**SUPPLIED PASSAGE:**
## START
The show essentially launched the careers of creators and producers Gary Biller and Thomas W. Lynch, who would go on to create The Secret World of Alex Mack and Romeo! (for Nickelodeon) among many other shows, leading the New York Times to call him "the David E. Kelley of 'tween TV". Prior to it, Lynch and Biller created and produced a long-running music video series for TBS, Night Tracks.

Merchandise

Kids Incorporated: The Beginning and other videos
The 1983 pilot was recorded in August 1983 but never shown on television; however, in 1985, it was released on VHS as Kids Incorporated: The Beginning. In order to include Rahsaan Patterson, who joined the show after the pilot was shot, a new storyline was edited into the film. His character, Kid, was depicted as the new kid in town, who was very shy and afraid to audition for the group. He also revealed the origins of them. The "Kid" scenes were filmed in 1985, and edited in, with the 1983 footage of the rest of the cast or in with it.

Two additional videos were released in 1985, entitled ChartBusters and The Best of Kids Incorporated. While the show was still in syndication, four albums were also released, titled
 Kids Incorporated (1983)
 Kids Incorporated (1984)
 Kids Incorporated: The Chart Hits (1985)
 Kids Incorporated: New Attitude (1985)
At least two of these achieved platinum sales status. No further ones were released when the show moved to the Disney Channel because the company that produced them, K-Tel Records, filed for bankruptcy at around the same time.
## END
Copy out the Kids Incorporated passage above in full, word for word.

**SUPPLIED DATA:**
## START
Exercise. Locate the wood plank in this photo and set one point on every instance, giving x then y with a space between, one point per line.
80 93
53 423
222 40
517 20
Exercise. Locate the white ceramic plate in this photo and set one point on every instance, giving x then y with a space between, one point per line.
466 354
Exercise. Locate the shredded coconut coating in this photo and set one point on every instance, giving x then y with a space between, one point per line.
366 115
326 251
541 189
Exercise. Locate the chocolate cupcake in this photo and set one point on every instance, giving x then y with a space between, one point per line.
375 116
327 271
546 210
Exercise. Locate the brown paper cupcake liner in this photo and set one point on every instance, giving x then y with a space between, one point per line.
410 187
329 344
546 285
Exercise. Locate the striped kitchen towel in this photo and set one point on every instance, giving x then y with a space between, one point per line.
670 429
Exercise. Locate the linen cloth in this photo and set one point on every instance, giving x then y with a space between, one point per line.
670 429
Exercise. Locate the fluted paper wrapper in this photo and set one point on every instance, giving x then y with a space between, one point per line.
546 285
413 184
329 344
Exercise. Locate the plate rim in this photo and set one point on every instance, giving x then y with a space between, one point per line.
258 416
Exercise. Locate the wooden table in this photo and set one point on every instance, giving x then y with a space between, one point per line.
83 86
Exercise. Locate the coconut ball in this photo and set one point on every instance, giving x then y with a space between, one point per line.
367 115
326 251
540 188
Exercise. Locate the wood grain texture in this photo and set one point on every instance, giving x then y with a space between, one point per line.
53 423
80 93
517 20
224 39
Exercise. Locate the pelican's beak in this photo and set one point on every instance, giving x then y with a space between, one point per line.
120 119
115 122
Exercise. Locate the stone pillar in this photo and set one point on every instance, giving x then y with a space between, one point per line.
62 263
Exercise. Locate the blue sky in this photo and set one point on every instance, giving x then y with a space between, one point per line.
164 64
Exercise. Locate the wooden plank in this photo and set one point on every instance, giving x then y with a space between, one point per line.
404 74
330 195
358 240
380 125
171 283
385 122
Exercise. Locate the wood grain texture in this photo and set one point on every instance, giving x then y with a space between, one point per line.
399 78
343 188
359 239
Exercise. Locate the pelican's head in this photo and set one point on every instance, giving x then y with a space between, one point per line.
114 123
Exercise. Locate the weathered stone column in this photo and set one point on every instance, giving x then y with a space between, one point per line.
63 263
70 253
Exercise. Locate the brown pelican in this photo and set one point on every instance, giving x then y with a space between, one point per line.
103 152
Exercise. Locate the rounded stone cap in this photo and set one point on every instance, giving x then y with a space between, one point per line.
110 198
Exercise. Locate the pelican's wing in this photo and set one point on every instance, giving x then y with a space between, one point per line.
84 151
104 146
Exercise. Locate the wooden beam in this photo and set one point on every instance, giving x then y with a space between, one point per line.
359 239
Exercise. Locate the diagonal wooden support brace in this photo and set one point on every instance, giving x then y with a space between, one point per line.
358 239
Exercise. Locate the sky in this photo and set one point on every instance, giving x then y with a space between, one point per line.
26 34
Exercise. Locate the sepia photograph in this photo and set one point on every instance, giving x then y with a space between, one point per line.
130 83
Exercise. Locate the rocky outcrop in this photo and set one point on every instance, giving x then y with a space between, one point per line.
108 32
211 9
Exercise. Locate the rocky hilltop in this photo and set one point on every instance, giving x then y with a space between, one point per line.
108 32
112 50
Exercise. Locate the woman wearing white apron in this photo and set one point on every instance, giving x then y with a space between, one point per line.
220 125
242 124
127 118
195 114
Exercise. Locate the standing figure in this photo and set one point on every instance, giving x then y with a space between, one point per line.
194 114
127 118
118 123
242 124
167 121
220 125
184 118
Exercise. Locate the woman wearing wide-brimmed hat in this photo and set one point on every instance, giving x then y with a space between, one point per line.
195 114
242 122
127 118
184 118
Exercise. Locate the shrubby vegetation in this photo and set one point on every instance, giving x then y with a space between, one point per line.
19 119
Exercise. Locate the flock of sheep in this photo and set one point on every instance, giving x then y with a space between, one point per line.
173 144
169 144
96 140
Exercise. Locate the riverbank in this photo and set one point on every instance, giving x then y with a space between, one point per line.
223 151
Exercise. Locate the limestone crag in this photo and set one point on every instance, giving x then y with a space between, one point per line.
## END
**WRITTEN ANSWER:**
The show essentially launched the careers of creators and producers Gary Biller and Thomas W. Lynch, who would go on to create The Secret World of Alex Mack and Romeo! (for Nickelodeon) among many other shows, leading the New York Times to call him "the David E. Kelley of 'tween TV". Prior to it, Lynch and Biller created and produced a long-running music video series for TBS, Night Tracks.

Merchandise

Kids Incorporated: The Beginning and other videos
The 1983 pilot was recorded in August 1983 but never shown on television; however, in 1985, it was released on VHS as Kids Incorporated: The Beginning. In order to include Rahsaan Patterson, who joined the show after the pilot was shot, a new storyline was edited into the film. His character, Kid, was depicted as the new kid in town, who was very shy and afraid to audition for the group. He also revealed the origins of them. The "Kid" scenes were filmed in 1985, and edited in, with the 1983 footage of the rest of the cast or in with it.

Two additional videos were released in 1985, entitled ChartBusters and The Best of Kids Incorporated. While the show was still in syndication, four albums were also released, titled
 Kids Incorporated (1983)
 Kids Incorporated (1984)
 Kids Incorporated: The Chart Hits (1985)
 Kids Incorporated: New Attitude (1985)
At least two of these achieved platinum sales status. No further ones were released when the show moved to the Disney Channel because the company that produced them, K-Tel Records, filed for bankruptcy at around the same time.